Directions for this task :: The material below should be written out in full and exactly; pictures stay out of the copy.

Supplied material ::
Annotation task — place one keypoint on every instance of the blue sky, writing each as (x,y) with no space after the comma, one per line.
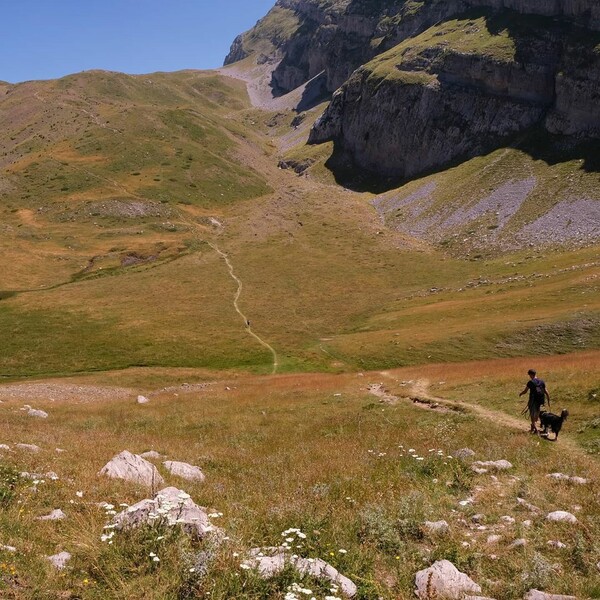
(44,39)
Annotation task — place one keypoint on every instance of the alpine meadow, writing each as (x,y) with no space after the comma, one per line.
(264,328)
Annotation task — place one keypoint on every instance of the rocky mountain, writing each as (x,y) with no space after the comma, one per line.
(417,85)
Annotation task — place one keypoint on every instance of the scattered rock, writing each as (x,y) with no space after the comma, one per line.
(28,447)
(569,478)
(41,414)
(530,507)
(183,470)
(60,560)
(134,468)
(175,507)
(436,527)
(55,515)
(271,561)
(496,465)
(561,515)
(444,580)
(537,595)
(151,454)
(463,453)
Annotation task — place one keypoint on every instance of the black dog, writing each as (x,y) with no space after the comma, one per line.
(553,421)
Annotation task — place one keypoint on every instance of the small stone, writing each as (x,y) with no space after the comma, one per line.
(134,468)
(153,454)
(40,414)
(436,527)
(184,470)
(28,447)
(60,560)
(497,465)
(463,453)
(537,595)
(561,515)
(444,580)
(530,507)
(55,515)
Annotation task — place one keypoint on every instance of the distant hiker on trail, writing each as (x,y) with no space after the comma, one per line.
(537,397)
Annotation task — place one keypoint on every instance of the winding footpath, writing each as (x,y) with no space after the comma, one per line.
(237,308)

Solution to this task ::
Annotation task — place one keypoint on every instance of the blue sky, writing each as (x,y) with no space after the comma, one per line.
(44,39)
Annotation task — place one keypoint on every instance of the alpine meadow, writing each as (x,y) with no space after the comma, one per line.
(264,328)
Annotation task — place one keypoint on every instance of the rocky mountain, writing each as (x,y) with no space after the comma, one per line.
(417,85)
Annotation task — place one keypoint on every instance of the scattered rock, writing each as (x,y) with no space after the comma, one per line.
(28,447)
(569,478)
(41,414)
(530,507)
(183,470)
(60,560)
(134,468)
(175,507)
(436,527)
(55,515)
(271,561)
(496,465)
(561,515)
(444,580)
(537,595)
(151,454)
(463,453)
Annotation task — place one keypoint on every instance of the black dog, writing each as (x,y) with no space after the comma, one per line.
(553,421)
Annotation task — place one keypoint on every instance of the small stone, writing each as (x,y) with no space after the comma, one per line.
(134,468)
(153,454)
(40,414)
(436,527)
(184,470)
(28,447)
(60,560)
(497,465)
(463,453)
(537,595)
(561,515)
(444,580)
(530,507)
(55,515)
Annotation task — place one keypoint on every instance of the distant hiker on trail, writing each as (x,y) with no space after the comma, one per line.
(537,397)
Annotation task — place one keypoint on every instance of the winding footpath, writing each as (x,y) with no space after the comma, one per line.
(237,308)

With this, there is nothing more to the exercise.